> [Text block]
▽

DeSantis holds an early lead over Trump in polling among Republican primary voters.9 He could shore up this lead if he can pry away more conservative voters. Pushing a message that government vaccine campaigns—in cahoots with companies—are over reaching is likely to play well with voters who reject “big government.”
This anti-vaccine message also helps to detract from the Florida governor’s own disastrous performance in averting covid-19 deaths. As Oliver Johnson, mathematician at the University of Bristol, noted, if Florida were a country, its covid-19 death rate (3,874 covid-19 deaths per million) would put it at “10th worst in the world, behind Peru and various East European countries that got slammed pre-vaccine.”10
As the US heads into winter, and is seeing rising covid-19 hospital admissions and deaths, concentrated in older people, Florida is doing particularly poorly at protecting its most vulnerable citizens from death.11 Booster coverage rates among residents of nursing homes in Florida are the second lowest among all states in the country—which is entirely unsurprising given the stances of the Florida governor and his public health team. It is a great irony that the Florida governor enthusiastically adopted the debunked Great Barrington Declaration, which argued for “focused protection” of older people; a strategy that, without vaccination, has not been proven to work.12
And there’s another irony. On the day DeSantis held his roundtable, a new study was published by researchers at the University of Maryland, York University, and Yale School of Public Health that estimated that the US. Covid-19 vaccination campaign prevented over 18 million hospital admissions and over three million deaths.13 The study authors also noted that the campaign “saved the U.S. more than $1 trillion in medical costs, and has preserved hospital resources, kept children in school, and allowed for reopening of businesses and other activities.”

△

> [Prompt 1]
Can you turn the paragraph beginning "And there’s another irony" in the commentary on DeSantis and covid-19 vaccination into a brief list of its main facts?
> [Prompt 2]
Could you pick up the commentary on DeSantis and covid-19 vaccination after its final sentence and carry it forward?

Photo-based referring expression data:
▽

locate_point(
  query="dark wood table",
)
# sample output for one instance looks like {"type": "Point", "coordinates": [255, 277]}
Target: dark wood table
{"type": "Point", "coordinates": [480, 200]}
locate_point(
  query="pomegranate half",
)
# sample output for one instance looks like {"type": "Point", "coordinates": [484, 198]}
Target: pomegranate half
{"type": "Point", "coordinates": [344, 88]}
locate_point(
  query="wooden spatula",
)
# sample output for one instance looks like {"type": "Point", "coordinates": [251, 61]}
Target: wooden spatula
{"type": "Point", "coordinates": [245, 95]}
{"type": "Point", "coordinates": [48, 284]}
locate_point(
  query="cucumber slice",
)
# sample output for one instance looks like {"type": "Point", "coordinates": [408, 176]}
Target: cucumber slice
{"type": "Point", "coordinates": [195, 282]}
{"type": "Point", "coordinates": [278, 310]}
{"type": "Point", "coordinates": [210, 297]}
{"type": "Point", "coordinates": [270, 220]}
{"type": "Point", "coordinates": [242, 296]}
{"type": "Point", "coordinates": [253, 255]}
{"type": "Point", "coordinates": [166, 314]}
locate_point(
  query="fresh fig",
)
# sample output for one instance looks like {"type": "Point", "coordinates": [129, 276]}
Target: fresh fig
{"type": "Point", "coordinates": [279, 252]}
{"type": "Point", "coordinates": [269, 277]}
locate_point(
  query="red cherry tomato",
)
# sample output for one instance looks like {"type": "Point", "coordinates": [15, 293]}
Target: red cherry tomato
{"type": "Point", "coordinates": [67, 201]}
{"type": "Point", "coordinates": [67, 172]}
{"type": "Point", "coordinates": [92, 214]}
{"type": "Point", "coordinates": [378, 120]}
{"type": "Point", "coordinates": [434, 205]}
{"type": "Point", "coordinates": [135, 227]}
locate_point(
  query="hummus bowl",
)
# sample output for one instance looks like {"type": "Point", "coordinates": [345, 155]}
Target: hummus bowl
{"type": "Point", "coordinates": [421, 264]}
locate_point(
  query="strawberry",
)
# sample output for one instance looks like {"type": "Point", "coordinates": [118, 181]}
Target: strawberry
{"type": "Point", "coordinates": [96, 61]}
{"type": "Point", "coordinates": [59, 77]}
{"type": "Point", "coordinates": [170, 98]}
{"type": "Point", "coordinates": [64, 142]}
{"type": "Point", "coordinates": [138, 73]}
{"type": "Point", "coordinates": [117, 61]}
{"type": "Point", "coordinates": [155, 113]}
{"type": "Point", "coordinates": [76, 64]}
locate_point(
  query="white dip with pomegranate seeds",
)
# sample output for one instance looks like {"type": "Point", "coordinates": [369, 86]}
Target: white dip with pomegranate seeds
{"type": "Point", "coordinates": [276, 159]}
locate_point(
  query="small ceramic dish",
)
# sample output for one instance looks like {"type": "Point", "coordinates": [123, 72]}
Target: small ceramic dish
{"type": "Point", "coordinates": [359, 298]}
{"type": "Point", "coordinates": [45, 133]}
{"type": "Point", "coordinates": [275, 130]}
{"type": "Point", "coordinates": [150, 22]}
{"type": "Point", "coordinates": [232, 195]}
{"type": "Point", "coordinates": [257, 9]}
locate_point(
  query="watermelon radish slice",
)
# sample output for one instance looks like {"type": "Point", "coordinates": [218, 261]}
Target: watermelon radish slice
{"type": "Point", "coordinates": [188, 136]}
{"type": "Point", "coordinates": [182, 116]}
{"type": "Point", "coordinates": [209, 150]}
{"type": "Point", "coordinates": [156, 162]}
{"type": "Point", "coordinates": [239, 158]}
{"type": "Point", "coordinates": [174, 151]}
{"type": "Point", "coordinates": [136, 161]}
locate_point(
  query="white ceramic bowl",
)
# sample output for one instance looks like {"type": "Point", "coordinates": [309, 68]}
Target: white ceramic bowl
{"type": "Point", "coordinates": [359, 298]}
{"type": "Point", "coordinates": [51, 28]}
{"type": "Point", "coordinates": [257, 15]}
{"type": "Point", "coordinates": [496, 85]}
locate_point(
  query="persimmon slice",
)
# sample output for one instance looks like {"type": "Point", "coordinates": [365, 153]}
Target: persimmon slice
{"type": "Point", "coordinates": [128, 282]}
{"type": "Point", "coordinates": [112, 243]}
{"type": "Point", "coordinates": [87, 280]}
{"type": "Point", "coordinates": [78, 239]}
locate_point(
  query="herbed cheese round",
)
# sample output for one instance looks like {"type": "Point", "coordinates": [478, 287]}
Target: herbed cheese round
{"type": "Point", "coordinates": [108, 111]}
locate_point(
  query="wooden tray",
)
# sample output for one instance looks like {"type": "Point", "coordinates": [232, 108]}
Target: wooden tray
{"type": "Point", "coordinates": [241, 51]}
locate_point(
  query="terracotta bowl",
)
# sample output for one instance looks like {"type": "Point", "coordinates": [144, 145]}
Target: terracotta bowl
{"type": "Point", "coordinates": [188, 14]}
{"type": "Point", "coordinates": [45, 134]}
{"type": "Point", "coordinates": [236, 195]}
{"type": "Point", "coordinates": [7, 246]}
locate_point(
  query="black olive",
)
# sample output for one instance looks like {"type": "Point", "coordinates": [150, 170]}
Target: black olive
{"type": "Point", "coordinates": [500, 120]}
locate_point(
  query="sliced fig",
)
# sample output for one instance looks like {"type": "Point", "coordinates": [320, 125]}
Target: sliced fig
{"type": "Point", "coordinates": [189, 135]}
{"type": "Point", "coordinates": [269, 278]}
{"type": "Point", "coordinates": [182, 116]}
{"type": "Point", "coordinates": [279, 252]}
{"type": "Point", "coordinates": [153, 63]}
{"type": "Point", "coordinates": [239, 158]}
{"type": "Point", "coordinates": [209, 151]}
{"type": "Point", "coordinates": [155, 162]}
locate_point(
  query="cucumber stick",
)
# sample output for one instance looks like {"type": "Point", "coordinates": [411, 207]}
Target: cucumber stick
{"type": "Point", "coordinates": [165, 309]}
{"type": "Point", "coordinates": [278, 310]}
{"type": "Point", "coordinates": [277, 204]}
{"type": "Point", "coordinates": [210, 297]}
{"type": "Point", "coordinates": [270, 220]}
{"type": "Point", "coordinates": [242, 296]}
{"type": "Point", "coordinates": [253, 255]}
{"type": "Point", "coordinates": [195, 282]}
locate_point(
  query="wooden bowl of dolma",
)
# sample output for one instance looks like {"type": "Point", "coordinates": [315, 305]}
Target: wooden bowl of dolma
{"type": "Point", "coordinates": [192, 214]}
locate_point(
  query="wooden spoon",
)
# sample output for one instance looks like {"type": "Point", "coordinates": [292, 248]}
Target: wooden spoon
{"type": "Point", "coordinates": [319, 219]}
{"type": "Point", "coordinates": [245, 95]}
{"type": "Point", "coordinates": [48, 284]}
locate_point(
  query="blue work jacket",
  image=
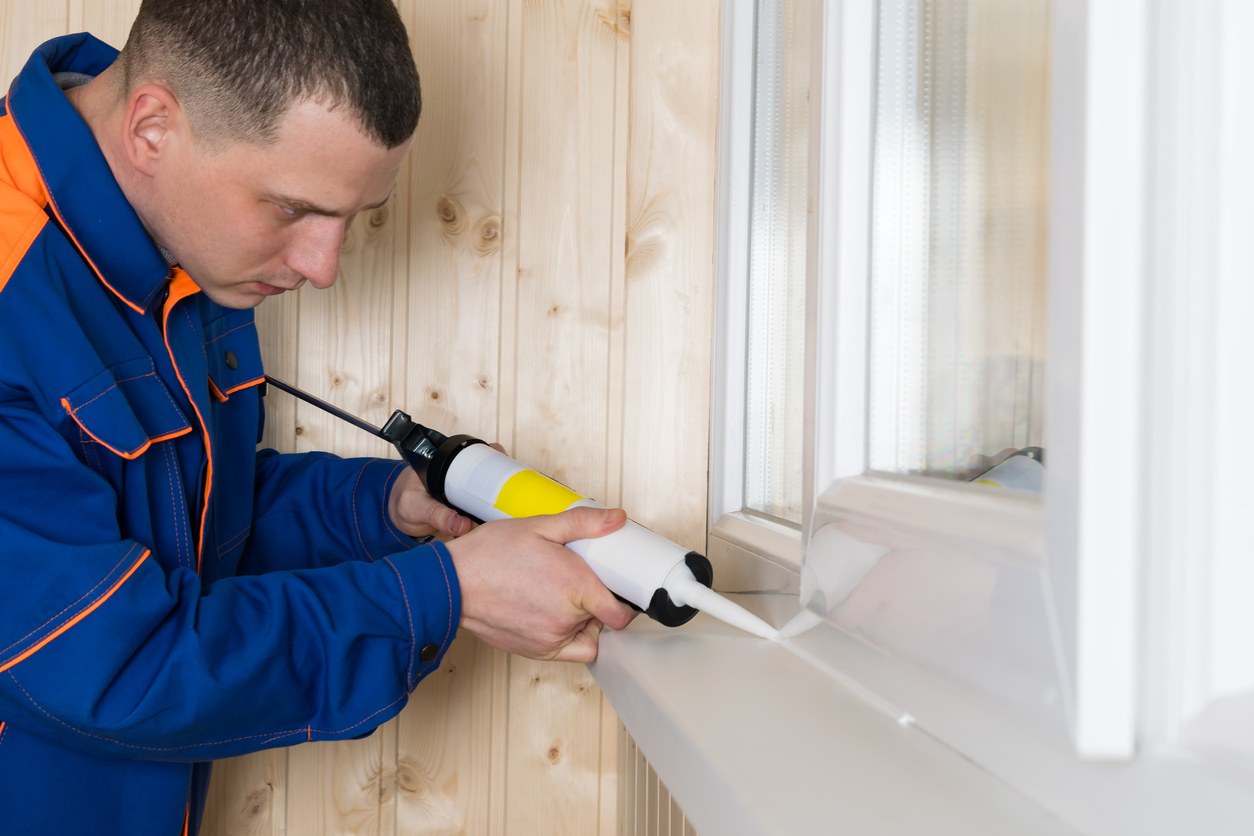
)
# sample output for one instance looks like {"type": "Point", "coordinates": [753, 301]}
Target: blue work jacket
{"type": "Point", "coordinates": [168, 595]}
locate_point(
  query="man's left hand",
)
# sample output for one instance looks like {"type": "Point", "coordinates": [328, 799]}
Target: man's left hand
{"type": "Point", "coordinates": [415, 513]}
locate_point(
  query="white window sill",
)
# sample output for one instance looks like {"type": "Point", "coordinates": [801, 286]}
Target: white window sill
{"type": "Point", "coordinates": [751, 740]}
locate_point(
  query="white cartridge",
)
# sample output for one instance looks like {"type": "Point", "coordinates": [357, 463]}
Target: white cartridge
{"type": "Point", "coordinates": [632, 562]}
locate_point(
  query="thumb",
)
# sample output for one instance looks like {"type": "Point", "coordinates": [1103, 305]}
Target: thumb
{"type": "Point", "coordinates": [579, 524]}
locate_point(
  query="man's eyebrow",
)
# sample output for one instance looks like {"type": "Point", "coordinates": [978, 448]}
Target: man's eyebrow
{"type": "Point", "coordinates": [305, 207]}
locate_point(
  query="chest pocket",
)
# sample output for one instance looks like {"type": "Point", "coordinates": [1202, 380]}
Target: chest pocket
{"type": "Point", "coordinates": [232, 354]}
{"type": "Point", "coordinates": [127, 409]}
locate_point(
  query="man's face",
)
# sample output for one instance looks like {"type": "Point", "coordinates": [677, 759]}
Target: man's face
{"type": "Point", "coordinates": [250, 221]}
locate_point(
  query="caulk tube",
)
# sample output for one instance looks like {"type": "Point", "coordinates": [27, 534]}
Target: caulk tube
{"type": "Point", "coordinates": [642, 568]}
{"type": "Point", "coordinates": [633, 563]}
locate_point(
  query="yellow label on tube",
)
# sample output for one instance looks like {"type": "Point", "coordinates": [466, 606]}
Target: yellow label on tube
{"type": "Point", "coordinates": [529, 493]}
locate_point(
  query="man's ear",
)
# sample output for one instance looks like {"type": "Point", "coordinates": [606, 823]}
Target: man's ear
{"type": "Point", "coordinates": [153, 125]}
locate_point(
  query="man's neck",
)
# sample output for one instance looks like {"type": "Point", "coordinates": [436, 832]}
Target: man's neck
{"type": "Point", "coordinates": [98, 105]}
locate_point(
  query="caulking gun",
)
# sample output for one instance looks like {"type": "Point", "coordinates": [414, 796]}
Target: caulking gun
{"type": "Point", "coordinates": [650, 573]}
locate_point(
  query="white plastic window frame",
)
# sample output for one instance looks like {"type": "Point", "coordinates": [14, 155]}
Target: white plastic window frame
{"type": "Point", "coordinates": [1090, 518]}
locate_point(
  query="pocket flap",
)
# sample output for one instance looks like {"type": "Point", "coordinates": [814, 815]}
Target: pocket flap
{"type": "Point", "coordinates": [127, 407]}
{"type": "Point", "coordinates": [232, 354]}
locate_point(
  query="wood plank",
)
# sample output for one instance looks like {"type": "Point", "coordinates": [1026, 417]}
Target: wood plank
{"type": "Point", "coordinates": [444, 770]}
{"type": "Point", "coordinates": [445, 369]}
{"type": "Point", "coordinates": [345, 357]}
{"type": "Point", "coordinates": [671, 174]}
{"type": "Point", "coordinates": [24, 25]}
{"type": "Point", "coordinates": [247, 796]}
{"type": "Point", "coordinates": [109, 20]}
{"type": "Point", "coordinates": [566, 174]}
{"type": "Point", "coordinates": [455, 231]}
{"type": "Point", "coordinates": [610, 760]}
{"type": "Point", "coordinates": [554, 737]}
{"type": "Point", "coordinates": [567, 144]}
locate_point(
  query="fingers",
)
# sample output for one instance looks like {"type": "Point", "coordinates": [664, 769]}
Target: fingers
{"type": "Point", "coordinates": [445, 520]}
{"type": "Point", "coordinates": [579, 524]}
{"type": "Point", "coordinates": [582, 647]}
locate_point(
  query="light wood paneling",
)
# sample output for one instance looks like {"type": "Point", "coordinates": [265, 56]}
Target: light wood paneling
{"type": "Point", "coordinates": [24, 25]}
{"type": "Point", "coordinates": [109, 20]}
{"type": "Point", "coordinates": [248, 796]}
{"type": "Point", "coordinates": [671, 211]}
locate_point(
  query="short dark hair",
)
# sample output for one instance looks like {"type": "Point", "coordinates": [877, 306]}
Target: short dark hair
{"type": "Point", "coordinates": [238, 65]}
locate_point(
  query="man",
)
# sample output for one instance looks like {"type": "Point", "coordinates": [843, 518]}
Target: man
{"type": "Point", "coordinates": [167, 594]}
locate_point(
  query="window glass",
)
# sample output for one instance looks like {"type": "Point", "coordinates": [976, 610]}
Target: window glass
{"type": "Point", "coordinates": [774, 391]}
{"type": "Point", "coordinates": [958, 240]}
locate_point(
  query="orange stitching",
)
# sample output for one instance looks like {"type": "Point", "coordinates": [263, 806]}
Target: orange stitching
{"type": "Point", "coordinates": [226, 332]}
{"type": "Point", "coordinates": [89, 451]}
{"type": "Point", "coordinates": [132, 746]}
{"type": "Point", "coordinates": [251, 382]}
{"type": "Point", "coordinates": [272, 736]}
{"type": "Point", "coordinates": [21, 246]}
{"type": "Point", "coordinates": [173, 504]}
{"type": "Point", "coordinates": [413, 637]}
{"type": "Point", "coordinates": [78, 617]}
{"type": "Point", "coordinates": [127, 380]}
{"type": "Point", "coordinates": [448, 587]}
{"type": "Point", "coordinates": [129, 552]}
{"type": "Point", "coordinates": [388, 524]}
{"type": "Point", "coordinates": [355, 524]}
{"type": "Point", "coordinates": [137, 451]}
{"type": "Point", "coordinates": [233, 538]}
{"type": "Point", "coordinates": [75, 409]}
{"type": "Point", "coordinates": [57, 211]}
{"type": "Point", "coordinates": [364, 720]}
{"type": "Point", "coordinates": [280, 736]}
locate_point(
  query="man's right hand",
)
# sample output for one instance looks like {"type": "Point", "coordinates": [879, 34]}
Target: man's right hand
{"type": "Point", "coordinates": [524, 592]}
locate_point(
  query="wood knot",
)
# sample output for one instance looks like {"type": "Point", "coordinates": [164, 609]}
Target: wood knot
{"type": "Point", "coordinates": [378, 219]}
{"type": "Point", "coordinates": [408, 778]}
{"type": "Point", "coordinates": [616, 23]}
{"type": "Point", "coordinates": [487, 236]}
{"type": "Point", "coordinates": [452, 216]}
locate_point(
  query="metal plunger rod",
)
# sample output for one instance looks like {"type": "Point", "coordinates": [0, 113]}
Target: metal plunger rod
{"type": "Point", "coordinates": [322, 405]}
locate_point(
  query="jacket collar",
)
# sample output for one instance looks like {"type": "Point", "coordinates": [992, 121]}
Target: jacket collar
{"type": "Point", "coordinates": [82, 191]}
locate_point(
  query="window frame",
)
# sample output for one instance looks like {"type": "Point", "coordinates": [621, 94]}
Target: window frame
{"type": "Point", "coordinates": [1094, 517]}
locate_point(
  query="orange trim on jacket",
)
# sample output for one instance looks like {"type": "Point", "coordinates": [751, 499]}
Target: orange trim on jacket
{"type": "Point", "coordinates": [133, 454]}
{"type": "Point", "coordinates": [78, 618]}
{"type": "Point", "coordinates": [179, 288]}
{"type": "Point", "coordinates": [222, 396]}
{"type": "Point", "coordinates": [44, 192]}
{"type": "Point", "coordinates": [23, 198]}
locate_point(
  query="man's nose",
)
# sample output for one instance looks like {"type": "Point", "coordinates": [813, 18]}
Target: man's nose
{"type": "Point", "coordinates": [316, 253]}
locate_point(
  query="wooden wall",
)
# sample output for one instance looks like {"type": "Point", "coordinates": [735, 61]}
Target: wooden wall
{"type": "Point", "coordinates": [543, 275]}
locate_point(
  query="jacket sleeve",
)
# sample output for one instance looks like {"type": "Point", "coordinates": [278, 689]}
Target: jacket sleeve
{"type": "Point", "coordinates": [315, 510]}
{"type": "Point", "coordinates": [103, 651]}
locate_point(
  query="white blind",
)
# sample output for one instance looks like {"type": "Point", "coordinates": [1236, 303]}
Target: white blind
{"type": "Point", "coordinates": [774, 386]}
{"type": "Point", "coordinates": [958, 235]}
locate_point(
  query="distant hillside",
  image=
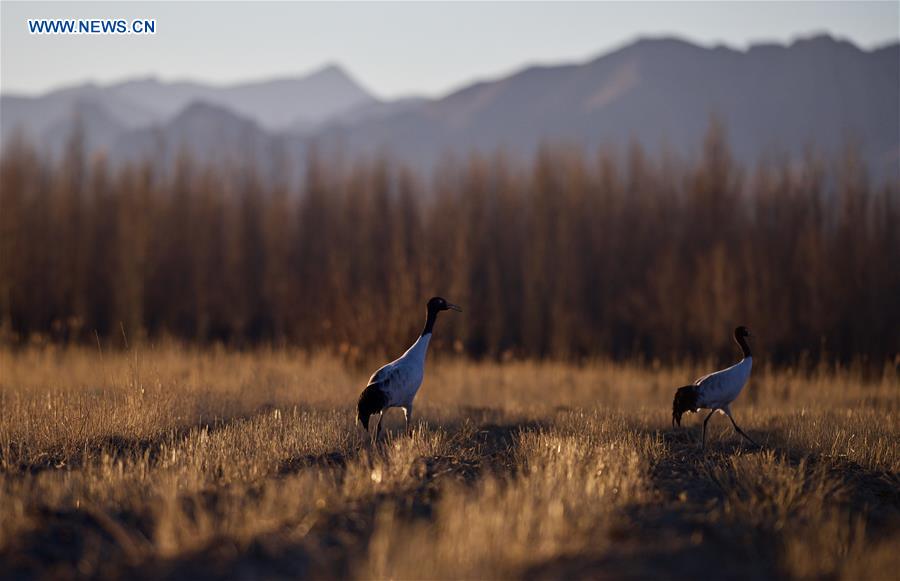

△

> [Answer space 1]
- The paragraph presents a second irony: a new study was published on the day DeSantis held his roundtable.
- The study's authors were researchers at the University of Maryland, York University, and Yale School of Public Health.
- It estimated that the US covid-19 vaccination campaign prevented over 18 million hospital admissions and over three million deaths.
- The authors noted that the campaign saved the US more than $1 trillion in medical costs, preserved hospital resources, kept children in school, and allowed businesses and other activities to reopen.

> [Answer space 2]
DeSantis could have embraced the study’s findings. But instead of encouraging more Florida residents to get vaccinated, or announcing a strategy to get boosters to older Floridians in nursing homes, he doubled down on his anti-vaccine rhetoric. It’s a political stunt that plays well to the right wing of the party, but leaves many of the most vulnerable people unprotected.
Footnotes
Competing interests: GY has received four doses of mRNA vaccination, and believes that Covid-19 vaccines are very safe and effective. He was a member of an unpaid advisory group during the design of COVAX, the global multilateral mechanism that aimed to achieve global vaccine equity. He has received research funding from the Carnegie Foundation for a two-year study aimed at understanding key design features of a future global pandemic vaccine facility.
Provenance and peer review: commissioned, not peer reviewed.